Aim:
Turn the data below into a numbered list, one line per item with blank lines skipped, beginning at the line that has "Practice step: pin every instance of the dark water" and stopping after the line that has "[(335, 204)]". List only those lines.
#### Working data
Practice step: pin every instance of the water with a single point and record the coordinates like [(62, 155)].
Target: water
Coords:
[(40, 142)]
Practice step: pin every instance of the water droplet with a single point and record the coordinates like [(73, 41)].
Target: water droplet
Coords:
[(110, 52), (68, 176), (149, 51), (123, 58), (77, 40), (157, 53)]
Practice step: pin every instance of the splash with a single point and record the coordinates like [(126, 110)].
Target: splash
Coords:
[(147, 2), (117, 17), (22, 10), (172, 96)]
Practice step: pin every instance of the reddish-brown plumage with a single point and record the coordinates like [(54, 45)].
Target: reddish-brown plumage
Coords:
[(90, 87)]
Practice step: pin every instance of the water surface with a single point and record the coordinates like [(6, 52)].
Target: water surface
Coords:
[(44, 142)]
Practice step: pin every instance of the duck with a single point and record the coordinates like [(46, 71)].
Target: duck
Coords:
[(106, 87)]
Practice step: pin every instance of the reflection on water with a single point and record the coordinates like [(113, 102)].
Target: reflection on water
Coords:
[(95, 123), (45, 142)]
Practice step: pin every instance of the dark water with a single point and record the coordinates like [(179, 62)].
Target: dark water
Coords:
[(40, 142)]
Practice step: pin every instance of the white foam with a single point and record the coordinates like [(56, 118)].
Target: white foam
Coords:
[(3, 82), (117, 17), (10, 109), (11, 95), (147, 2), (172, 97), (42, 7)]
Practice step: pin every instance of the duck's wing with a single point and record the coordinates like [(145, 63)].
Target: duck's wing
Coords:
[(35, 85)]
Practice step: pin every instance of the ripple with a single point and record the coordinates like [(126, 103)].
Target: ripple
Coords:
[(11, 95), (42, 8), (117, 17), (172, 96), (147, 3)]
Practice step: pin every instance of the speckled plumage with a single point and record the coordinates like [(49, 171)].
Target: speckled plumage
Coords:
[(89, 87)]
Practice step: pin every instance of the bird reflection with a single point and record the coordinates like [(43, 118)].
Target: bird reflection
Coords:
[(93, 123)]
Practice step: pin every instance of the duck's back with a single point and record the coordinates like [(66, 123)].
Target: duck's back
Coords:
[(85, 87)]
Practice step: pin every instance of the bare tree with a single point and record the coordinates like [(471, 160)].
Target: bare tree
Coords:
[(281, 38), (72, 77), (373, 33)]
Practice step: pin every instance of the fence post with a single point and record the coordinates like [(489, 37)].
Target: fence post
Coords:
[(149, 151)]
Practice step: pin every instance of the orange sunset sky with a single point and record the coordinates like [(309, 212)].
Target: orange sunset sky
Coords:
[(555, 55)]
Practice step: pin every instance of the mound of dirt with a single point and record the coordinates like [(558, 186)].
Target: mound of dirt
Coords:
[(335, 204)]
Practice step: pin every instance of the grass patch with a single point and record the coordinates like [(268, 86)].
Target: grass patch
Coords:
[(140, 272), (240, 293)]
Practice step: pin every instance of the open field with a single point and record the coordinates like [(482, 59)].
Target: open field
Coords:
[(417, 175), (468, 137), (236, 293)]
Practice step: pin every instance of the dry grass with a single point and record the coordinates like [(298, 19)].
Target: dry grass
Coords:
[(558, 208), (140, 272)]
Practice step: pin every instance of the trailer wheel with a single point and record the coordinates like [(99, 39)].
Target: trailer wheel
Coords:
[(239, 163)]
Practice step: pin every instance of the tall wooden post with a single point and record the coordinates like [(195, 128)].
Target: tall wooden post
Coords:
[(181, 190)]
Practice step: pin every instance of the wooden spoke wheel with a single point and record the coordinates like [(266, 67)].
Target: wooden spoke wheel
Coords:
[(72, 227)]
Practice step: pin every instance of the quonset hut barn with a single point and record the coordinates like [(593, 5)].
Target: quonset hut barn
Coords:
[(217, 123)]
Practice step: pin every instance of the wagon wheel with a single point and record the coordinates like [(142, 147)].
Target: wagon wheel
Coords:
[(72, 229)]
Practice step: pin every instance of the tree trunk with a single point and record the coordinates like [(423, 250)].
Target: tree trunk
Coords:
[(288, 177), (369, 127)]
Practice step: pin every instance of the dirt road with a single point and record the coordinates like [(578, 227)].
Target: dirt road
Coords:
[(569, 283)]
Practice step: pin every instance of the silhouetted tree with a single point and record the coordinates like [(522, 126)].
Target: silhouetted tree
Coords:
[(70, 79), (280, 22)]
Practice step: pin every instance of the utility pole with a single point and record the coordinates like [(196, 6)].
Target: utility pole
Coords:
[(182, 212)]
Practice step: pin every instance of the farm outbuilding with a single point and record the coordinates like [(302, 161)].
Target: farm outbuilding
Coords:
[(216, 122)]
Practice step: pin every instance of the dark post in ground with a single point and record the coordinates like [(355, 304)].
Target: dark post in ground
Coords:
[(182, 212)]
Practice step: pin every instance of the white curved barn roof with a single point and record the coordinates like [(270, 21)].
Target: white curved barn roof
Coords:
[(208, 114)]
########
Solution:
1. Practice step: pin every instance of the dark water with a single point and record the coordinates like [(179, 62)].
2. Target: dark water
3. Coords:
4. [(40, 142)]
5. Practice step: pin every instance of the white foam with a single point and record the coordinates like [(56, 118)].
6. Target: white foam
7. Coords:
8. [(3, 82), (117, 17), (10, 109), (11, 95), (147, 2), (172, 97), (42, 7)]
9. Practice step: pin every instance of the duck's wing with a single point and record the coordinates like [(145, 63)].
10. Target: duck's wing
11. Coords:
12. [(35, 85)]
13. Practice step: pin every instance of the ripple with a single point and record the coordinates like [(126, 103)].
14. Target: ripple
15. Coords:
16. [(11, 95), (42, 8), (117, 17), (172, 96), (147, 3)]
17. Practice step: pin every instance of the speckled plumage with a single point and record the coordinates like [(49, 171)].
18. Target: speckled plumage
19. Coords:
20. [(89, 87)]
21. Practice step: pin every instance of the bird reflection with a single point and record the coordinates like [(43, 118)].
22. Target: bird reflection
23. Coords:
24. [(93, 123)]
25. Practice step: pin every instance of the duck's back with a single point and record the coordinates like [(66, 123)].
26. Target: duck's back
27. Coords:
28. [(85, 87)]
29. Practice step: pin every instance of the bare tree with a single point and record the coordinates like [(471, 160)].
30. Target: bare tree
31. Coords:
32. [(281, 38), (72, 77), (373, 33)]
33. Practice step: pin every instance of the fence post with a single point and record the coordinates like [(489, 37)].
34. Target: fence post
35. Coords:
36. [(149, 151)]
37. Practice step: pin every instance of the orange sunset sky with a single point and record the coordinates like [(309, 212)].
38. Target: orange sunset sky
39. Coords:
40. [(555, 55)]
41. Practice step: pin every instance of the mound of dirt with a single point and record the coordinates like [(558, 186)].
42. Target: mound of dirt
43. Coords:
44. [(335, 204)]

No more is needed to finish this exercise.